**Material supplied**.
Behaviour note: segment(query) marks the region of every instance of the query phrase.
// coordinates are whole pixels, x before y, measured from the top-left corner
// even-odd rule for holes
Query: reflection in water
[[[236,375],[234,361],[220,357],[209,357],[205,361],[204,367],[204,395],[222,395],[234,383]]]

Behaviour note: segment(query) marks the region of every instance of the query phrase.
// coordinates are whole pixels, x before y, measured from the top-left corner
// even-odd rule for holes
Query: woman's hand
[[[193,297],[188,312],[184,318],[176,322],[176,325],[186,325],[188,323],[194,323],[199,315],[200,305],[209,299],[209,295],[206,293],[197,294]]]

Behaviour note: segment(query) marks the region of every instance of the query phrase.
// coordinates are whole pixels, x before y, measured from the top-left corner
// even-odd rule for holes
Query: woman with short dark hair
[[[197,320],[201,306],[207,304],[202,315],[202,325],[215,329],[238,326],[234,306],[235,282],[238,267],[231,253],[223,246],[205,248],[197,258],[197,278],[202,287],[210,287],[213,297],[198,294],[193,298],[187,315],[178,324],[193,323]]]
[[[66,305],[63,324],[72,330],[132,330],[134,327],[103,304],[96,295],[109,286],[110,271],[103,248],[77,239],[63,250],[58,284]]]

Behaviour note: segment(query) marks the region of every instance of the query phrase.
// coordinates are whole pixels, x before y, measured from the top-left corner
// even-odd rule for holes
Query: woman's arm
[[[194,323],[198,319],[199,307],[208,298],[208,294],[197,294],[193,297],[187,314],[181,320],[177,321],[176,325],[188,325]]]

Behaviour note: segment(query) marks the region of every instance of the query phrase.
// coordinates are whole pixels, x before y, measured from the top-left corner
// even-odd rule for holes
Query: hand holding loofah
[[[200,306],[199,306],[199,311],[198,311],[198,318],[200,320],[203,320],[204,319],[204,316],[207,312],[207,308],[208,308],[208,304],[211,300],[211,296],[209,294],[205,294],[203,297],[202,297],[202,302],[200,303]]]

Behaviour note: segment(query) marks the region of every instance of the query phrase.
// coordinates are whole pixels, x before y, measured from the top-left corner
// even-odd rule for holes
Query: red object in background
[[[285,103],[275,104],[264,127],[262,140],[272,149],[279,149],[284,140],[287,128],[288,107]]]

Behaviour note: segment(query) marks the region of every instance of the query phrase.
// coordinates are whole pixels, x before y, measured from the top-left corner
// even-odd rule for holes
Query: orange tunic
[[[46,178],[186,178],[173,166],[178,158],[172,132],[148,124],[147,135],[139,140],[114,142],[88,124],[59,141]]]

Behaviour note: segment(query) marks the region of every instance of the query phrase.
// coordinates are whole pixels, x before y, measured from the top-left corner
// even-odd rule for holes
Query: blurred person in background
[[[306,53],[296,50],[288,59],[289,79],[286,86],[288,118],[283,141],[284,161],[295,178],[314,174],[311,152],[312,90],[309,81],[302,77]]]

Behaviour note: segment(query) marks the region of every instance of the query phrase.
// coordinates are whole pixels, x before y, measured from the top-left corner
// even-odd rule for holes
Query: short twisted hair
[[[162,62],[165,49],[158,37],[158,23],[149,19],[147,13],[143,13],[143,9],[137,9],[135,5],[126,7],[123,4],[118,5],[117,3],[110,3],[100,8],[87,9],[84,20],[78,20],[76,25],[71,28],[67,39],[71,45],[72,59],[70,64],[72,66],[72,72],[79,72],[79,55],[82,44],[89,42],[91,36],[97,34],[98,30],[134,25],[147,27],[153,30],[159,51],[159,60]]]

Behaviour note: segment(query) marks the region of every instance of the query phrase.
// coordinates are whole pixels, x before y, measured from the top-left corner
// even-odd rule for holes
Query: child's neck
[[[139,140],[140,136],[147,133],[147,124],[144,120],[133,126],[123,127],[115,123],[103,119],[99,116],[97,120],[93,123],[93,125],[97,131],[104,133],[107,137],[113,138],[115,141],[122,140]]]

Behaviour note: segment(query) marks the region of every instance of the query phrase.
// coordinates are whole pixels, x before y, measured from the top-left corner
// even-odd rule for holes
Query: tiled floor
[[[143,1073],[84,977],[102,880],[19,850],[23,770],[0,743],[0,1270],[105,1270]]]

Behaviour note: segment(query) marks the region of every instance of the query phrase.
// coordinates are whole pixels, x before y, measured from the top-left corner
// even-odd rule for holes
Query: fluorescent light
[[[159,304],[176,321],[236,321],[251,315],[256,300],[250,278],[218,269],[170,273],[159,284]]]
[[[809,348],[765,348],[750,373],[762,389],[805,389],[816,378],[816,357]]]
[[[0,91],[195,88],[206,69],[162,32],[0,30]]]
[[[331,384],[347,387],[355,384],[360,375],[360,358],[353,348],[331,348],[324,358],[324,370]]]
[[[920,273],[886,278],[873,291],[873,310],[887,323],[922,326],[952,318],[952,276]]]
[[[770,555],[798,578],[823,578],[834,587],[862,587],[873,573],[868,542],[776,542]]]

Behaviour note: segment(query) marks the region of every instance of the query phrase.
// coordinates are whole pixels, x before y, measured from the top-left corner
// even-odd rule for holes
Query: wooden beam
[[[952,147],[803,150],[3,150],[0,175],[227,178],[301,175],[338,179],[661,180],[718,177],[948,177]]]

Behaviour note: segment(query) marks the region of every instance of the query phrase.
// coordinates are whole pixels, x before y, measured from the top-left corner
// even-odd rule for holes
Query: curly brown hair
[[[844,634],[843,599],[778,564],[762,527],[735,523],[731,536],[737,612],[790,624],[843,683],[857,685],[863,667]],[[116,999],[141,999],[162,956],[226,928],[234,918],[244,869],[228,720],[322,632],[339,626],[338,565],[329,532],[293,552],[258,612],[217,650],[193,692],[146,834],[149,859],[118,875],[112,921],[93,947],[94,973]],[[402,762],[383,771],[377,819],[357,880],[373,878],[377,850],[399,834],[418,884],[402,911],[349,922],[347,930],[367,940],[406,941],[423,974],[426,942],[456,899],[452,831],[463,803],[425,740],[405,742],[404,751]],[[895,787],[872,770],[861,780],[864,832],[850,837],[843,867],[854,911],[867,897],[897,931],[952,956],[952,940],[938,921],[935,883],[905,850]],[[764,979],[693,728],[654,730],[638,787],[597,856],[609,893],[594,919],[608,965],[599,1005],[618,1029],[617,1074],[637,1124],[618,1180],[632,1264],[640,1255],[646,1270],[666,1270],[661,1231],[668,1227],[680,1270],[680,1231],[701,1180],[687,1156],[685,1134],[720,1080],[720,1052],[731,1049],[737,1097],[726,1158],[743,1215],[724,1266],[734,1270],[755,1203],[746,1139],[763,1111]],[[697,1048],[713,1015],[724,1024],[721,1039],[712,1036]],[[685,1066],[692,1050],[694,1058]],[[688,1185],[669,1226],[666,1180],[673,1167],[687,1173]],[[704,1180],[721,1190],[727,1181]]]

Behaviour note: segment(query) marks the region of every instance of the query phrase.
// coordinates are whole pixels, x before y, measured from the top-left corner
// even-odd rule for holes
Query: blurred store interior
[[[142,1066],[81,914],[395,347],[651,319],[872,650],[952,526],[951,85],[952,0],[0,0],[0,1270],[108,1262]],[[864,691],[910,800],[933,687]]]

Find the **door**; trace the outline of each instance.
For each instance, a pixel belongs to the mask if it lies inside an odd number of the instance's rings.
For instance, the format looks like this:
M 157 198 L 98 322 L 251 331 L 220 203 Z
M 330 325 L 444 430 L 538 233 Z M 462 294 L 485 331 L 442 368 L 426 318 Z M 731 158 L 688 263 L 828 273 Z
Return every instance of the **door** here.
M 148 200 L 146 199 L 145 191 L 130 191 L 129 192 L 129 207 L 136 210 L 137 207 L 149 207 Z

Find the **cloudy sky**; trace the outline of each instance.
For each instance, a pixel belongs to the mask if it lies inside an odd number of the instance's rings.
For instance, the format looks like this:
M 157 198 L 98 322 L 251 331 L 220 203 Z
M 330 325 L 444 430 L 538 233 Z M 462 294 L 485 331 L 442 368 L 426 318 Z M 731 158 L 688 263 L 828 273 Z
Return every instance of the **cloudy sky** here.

**Set problem**. Show every line above that contains the word "Return".

**Finished answer**.
Return every instance of the **door** here.
Return every instance of the **cloudy sky** here.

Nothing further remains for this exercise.